++++ Excerpt to read ++++

Aimable Karasira Uzaramba, a YouTube political commentator, was arrested in 2021. In September 2025, he was sentenced to five years in prison on charges of instigating divisions. Karasira has alleged mistreatment, beatings, and denial of medical care in detention.
In 2011, Karasira launched the YouTube channel Ukuri Mbona (The Truth as I See It) and had published over 200 videos, including political commentary, with about 63,000 subscribers, at the time of his arrest, according to CPJ’s review.
On May 31, 2021, Rwanda Investigation Bureau officers arrested Karasira for the crimes of denying and justifying Rwanda’s 1994 genocide and of inciting division in his social media commentary, the law enforcement agency said.
In July 2021, Kigali’s Nyarugenge Intermediate Court charged Karasira, who is Tutsi, with denial of the genocide, justification of the genocide, causing public unrest, and instigating divisions, according to news reports and court documents reviewed by CPJ.
In June 2023, prosecutors introduced an additional charge of illicit enrichment and embezzlement, and in November 2023, added the charge of money laundering. Prosecutors said that during a 2021 search of Karasira’s residence they had found over US$10,000, which he had been unable to account for.
Rwanda’s genocide laws aim to prevent hate speech, which played a significant role in the 1994 genocide, when 800,000 Tutsis and moderate Hutus were killed. The laws have been criticized by human rights and free speech advocates as being so broad as to stifle freedom of expression.
Prosecutors accused Karasira of saying that the genocide was not planned — a crime under the genocide law — but that it was an act of self-defense by the Hutu government in response to the rebel Rwandan Patriotic Front’s (RPF) 1990 invasion, according to news reports and court documents reviewed by CPJ.
The genocide began in April 1994 when a plane carrying President Juvénal Habyarimana was shot down and ended 100 days later when the RPF took control of the capital, Kigali, and formed a political party, which continues to rule Rwanda.
In court documents, reviewed by CPJ, prosecutors cited three videos published in 2021: a May 15 video on Pax TV, a May 20 video on Ukuri Mbona, and a May 23 video on Umurabyo Online TV, without providing links. In 2021, CPJ reviewed three videos on these YouTube channels, corresponding to these dates, in which Karasira’s comments echoed the prosecution’s allegations.
Karasira expressed support for the political opposition and hatred of President Paul Kagame and the ruling RPF, whose forces he accused of killing his parents in 1994. He also claimed that gacaca courts — community-based courts that tried more than 1 million people after the genocide — had convicted people for crimes they did not commit. In addition, Karasira accused authorities of conflating critical political opinions with genocide ideology and of carrying out political assassinations.

++++ Data provided ++++

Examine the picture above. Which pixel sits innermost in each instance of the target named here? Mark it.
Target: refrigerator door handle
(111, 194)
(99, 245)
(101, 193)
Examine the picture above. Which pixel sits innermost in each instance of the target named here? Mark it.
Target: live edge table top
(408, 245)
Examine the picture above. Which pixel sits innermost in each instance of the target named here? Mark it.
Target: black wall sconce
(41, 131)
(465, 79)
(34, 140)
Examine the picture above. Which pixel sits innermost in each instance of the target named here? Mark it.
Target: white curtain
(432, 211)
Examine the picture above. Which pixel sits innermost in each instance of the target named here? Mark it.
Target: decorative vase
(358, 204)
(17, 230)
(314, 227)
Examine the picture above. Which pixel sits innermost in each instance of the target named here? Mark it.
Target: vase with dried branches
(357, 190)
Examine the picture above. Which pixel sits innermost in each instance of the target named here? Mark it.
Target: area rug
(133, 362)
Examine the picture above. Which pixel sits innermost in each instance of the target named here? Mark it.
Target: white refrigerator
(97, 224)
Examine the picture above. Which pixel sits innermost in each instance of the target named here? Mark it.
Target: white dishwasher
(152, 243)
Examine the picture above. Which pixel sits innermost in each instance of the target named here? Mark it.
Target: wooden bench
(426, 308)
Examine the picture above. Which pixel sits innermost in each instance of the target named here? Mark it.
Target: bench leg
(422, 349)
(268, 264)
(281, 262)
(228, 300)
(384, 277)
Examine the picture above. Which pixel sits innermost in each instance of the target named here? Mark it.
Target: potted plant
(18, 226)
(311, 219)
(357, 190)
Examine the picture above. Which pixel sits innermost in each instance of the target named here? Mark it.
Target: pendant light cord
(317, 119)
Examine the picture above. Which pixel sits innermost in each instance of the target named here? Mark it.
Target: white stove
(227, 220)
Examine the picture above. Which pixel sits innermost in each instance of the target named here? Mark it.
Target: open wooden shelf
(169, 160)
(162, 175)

++++

■ Instructions
**1)** In the report on Aimable Karasira, which charges did the Nyarugenge Intermediate Court bring against him in July 2021?
**2)** Can you reproduce the report on Aimable Karasira word for word, beginning at "On May 31, 2021, Rwanda" and stopping after "enforcement agency said."?

■ Written answers
**1)**
- Denial of the genocide
- Justification of the genocide
- Causing public unrest
- Instigating divisions

**2)**
On May 31, 2021, Rwanda Investigation Bureau officers arrested Karasira for the crimes of denying and justifying Rwanda’s 1994 genocide and of inciting division in his social media commentary, the law enforcement agency said.